# [DATASET]
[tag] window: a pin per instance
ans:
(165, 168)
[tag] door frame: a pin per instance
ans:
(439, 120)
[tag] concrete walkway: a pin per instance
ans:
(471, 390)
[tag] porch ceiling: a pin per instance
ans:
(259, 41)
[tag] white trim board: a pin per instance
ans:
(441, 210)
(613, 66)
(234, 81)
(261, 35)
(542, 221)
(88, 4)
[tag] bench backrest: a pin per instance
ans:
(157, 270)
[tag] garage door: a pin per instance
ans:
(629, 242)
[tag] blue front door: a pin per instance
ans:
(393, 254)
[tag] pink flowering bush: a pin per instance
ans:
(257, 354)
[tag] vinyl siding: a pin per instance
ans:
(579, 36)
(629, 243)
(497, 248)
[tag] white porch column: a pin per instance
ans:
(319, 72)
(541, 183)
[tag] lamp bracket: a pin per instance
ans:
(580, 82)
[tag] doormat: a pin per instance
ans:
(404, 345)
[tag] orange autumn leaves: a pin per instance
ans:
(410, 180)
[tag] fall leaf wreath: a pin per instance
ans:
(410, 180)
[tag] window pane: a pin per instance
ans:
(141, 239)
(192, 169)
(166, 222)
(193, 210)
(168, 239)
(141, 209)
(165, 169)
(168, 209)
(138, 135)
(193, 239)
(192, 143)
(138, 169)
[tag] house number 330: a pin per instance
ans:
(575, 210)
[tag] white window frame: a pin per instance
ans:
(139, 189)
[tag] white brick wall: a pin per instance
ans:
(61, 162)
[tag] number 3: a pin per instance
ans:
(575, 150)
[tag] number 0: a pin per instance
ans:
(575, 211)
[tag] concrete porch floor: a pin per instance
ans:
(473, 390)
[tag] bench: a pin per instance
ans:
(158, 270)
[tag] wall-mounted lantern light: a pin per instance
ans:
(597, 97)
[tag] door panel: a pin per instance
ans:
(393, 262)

--

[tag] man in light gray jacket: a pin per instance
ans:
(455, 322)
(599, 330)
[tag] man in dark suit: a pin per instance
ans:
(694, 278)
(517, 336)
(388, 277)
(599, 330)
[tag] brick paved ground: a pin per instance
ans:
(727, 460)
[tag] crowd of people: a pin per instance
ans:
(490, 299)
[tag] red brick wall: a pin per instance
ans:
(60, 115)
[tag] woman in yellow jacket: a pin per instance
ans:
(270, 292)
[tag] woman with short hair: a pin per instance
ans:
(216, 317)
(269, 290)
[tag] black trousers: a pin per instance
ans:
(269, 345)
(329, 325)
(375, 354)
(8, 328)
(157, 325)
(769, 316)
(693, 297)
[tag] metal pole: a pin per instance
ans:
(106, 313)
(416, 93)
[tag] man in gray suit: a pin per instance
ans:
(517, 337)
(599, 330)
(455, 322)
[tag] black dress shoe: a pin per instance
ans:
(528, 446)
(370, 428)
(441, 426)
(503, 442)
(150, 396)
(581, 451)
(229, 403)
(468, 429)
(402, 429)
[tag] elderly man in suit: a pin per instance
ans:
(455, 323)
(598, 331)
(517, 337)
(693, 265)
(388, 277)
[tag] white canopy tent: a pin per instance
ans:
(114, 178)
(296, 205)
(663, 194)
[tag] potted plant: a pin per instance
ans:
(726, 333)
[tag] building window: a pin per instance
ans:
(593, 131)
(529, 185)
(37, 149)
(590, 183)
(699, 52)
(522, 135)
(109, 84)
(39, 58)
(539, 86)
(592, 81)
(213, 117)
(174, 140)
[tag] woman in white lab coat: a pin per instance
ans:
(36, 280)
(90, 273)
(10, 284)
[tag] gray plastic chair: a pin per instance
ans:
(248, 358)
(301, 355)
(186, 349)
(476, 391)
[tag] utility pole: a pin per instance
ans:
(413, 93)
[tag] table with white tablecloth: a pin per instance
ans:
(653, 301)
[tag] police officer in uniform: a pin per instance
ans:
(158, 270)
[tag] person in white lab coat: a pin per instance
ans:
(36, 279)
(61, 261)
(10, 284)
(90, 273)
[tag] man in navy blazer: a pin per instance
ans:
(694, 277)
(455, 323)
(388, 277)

==

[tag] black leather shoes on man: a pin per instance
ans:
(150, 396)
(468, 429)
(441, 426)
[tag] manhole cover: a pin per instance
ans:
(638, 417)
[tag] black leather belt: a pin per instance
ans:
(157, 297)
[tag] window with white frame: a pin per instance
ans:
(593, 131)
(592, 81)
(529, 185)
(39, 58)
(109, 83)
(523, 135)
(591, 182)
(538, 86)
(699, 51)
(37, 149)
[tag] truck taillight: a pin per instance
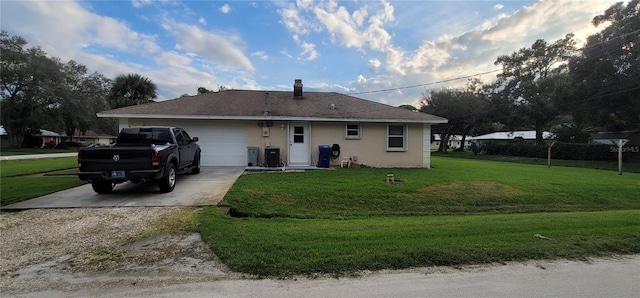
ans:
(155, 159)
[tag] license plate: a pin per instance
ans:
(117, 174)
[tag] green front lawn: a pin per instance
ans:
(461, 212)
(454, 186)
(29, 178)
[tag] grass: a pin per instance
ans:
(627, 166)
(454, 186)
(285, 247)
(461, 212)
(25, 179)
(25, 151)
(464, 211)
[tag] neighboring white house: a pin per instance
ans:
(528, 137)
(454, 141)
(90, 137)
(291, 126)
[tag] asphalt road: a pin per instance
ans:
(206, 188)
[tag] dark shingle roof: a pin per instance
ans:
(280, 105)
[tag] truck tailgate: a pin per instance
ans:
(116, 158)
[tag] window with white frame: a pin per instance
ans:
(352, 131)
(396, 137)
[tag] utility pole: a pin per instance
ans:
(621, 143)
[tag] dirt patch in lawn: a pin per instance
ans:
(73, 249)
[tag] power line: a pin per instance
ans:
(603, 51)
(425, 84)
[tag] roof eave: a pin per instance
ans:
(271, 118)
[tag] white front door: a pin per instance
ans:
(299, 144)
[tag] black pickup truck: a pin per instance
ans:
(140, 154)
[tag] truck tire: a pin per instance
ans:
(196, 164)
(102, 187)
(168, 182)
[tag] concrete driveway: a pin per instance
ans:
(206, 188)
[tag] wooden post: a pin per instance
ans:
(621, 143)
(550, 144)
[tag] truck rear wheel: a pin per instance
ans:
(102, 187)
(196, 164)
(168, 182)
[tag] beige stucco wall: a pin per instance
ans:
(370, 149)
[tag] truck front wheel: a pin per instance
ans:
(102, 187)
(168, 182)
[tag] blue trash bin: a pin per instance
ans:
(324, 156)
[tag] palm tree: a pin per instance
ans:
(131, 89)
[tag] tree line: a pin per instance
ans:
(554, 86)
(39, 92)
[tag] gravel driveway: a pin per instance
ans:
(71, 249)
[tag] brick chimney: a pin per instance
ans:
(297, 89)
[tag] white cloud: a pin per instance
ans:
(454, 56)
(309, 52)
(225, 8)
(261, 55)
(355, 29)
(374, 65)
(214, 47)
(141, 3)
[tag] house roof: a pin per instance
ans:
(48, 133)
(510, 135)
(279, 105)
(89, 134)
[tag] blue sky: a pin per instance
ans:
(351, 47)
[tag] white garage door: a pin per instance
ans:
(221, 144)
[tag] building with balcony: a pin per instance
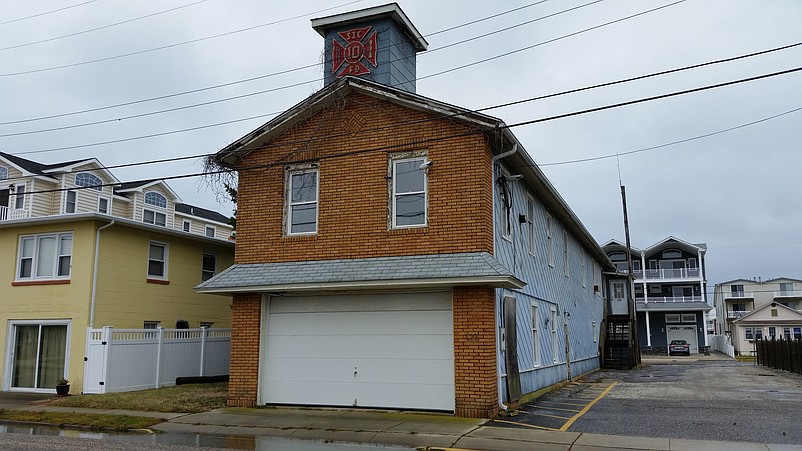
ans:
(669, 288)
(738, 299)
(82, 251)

# [PROBLEM TO WORK ON]
Gather each line of the records above that contains the word "lawn".

# [RESPONSE FOR THIS EXERCISE]
[tag] green front lawn: a pin per instance
[tag] dirt patch in lawn: a pin per instance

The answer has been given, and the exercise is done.